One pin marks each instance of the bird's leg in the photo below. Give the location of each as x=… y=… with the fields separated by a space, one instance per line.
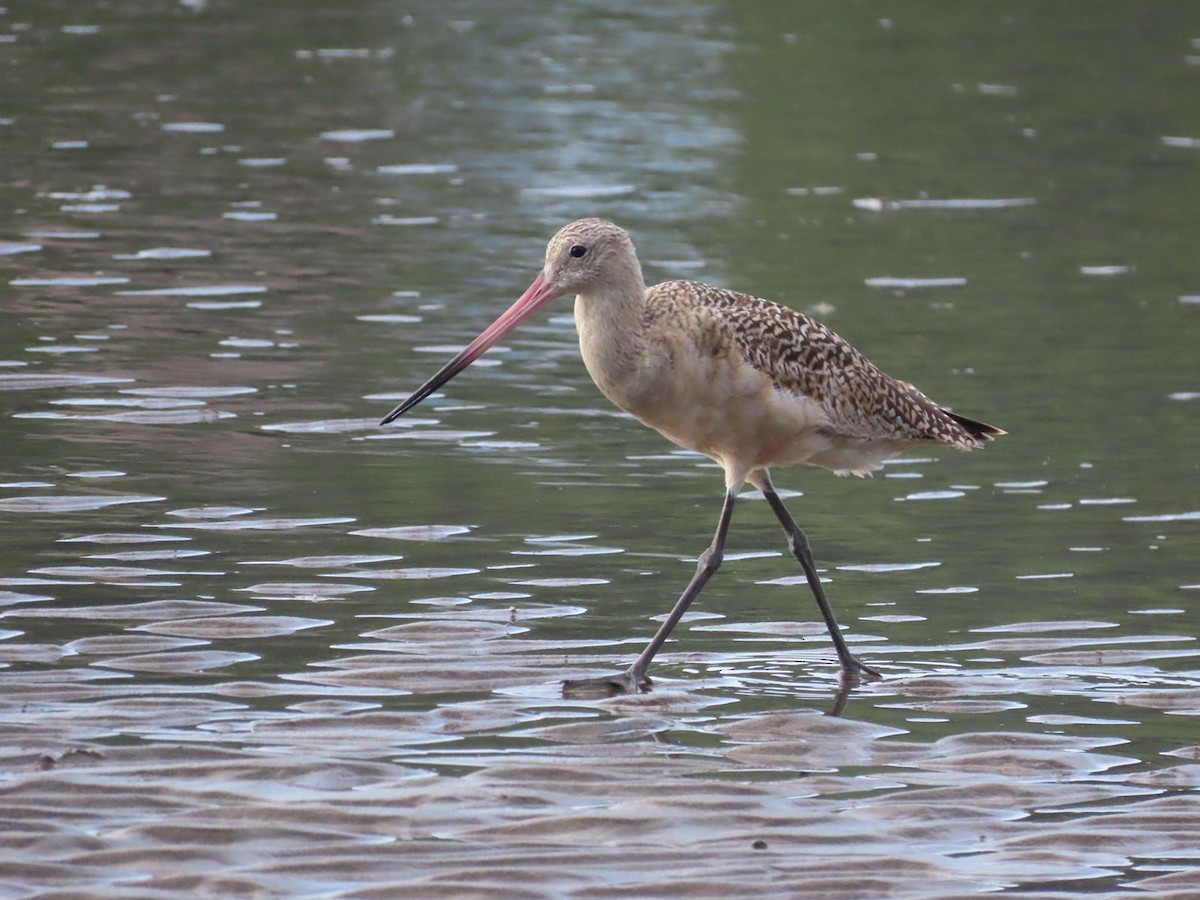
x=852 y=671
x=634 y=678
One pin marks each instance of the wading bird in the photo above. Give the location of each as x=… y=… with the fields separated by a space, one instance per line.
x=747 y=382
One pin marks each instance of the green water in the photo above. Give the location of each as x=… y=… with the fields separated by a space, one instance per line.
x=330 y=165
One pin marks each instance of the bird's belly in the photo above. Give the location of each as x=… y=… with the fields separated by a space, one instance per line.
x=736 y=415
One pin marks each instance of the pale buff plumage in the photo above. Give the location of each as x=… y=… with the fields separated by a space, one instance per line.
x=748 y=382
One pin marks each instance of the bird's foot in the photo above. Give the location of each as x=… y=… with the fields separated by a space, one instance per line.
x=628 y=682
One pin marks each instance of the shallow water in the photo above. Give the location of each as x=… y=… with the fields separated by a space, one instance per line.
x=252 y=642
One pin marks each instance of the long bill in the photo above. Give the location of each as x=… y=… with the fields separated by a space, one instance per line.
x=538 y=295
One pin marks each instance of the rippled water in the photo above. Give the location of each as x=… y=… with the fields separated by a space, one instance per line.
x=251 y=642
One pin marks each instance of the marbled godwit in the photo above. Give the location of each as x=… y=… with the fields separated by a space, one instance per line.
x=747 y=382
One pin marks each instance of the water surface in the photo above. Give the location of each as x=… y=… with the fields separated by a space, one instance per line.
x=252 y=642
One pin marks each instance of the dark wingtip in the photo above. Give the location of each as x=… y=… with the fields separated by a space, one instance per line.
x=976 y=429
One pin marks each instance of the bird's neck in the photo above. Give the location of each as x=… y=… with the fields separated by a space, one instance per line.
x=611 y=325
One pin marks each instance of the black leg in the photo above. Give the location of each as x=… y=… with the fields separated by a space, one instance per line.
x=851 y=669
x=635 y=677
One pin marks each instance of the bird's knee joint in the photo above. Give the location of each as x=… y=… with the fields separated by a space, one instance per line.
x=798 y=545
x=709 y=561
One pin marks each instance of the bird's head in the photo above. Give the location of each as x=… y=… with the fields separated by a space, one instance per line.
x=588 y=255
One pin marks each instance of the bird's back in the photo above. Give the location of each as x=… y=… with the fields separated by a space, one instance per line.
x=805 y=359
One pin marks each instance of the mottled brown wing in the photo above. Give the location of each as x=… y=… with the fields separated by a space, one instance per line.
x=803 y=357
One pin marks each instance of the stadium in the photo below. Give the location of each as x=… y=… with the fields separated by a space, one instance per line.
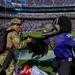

▶ WRITTEN INSTRUCTION
Turn the part of the listing that begins with the line containing "One pin marks each instance of the dark" and continues through the line containing "x=976 y=429" into a numbered list, omitting any blank lines.

▶ THE RESULT
1. One pin marks each instance of the dark wingtip in the photo above. Give the location of each as x=… y=… with the fields separated by a space, one instance per line.
2. x=976 y=429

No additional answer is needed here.